[Written instruction]:
Rewrite every line of the entries below, requests included, and shift each point coordinate in the answers by -109. Omit the pictures from your output.

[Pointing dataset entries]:
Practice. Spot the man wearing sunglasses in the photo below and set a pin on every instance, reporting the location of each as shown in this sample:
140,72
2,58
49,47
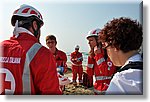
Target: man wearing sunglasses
122,38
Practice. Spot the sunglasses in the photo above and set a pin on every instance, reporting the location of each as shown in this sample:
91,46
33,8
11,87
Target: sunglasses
104,46
52,42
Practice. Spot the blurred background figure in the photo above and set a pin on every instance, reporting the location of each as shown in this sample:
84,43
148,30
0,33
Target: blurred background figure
30,67
60,57
99,64
76,59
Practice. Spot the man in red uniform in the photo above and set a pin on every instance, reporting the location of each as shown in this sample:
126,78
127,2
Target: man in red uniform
98,64
60,56
27,67
76,59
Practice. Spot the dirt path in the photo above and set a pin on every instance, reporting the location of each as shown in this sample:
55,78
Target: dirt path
70,89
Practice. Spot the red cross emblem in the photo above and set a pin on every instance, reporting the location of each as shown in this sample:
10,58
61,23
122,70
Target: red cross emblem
4,84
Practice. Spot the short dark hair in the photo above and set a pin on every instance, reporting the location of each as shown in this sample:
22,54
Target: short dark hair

[The result]:
Practice. Spot the man wearing sunglasses in the photo below and set a pin on every instance, reporting the location of each as shown in this sample:
140,72
2,58
49,47
Target: man wearing sunglasses
13,-71
Practice. Spot the sunglasses in the photo above and set a pin on every instance, reporting the location of each as shown in this sample:
91,46
33,8
11,87
Target: sunglasses
-5,-63
-57,-67
Practice. Spot the blurred background figure in the photo above and set a pin on every instance, reporting the location of each as shown in this sample:
84,43
148,30
0,33
Target: blurred background figure
-79,-42
-49,-52
-10,-45
-33,-50
Practice. Spot the man in red uniform in the photo above and set a pin on every instance, reporting the location of each as shown in this sample:
126,78
127,2
Target: man in red uniform
-11,-45
-49,-53
-82,-42
-33,-50
Practice. Spot the dirt path in the photo above and set a pin on every instance, reporting the location of each as shown in this sample:
55,78
Target: dirt path
-39,-20
Practice. Spot the red cross emblem in the photo above and set a pin on every instance, reporting the location of each as shown in this sample:
10,58
61,23
122,70
Target: red cross emblem
-105,-25
Practice. Spot the short dark hair in the photo above and set a pin on every instance, reporting the location of each as shown in this sample:
22,54
Target: short dark hair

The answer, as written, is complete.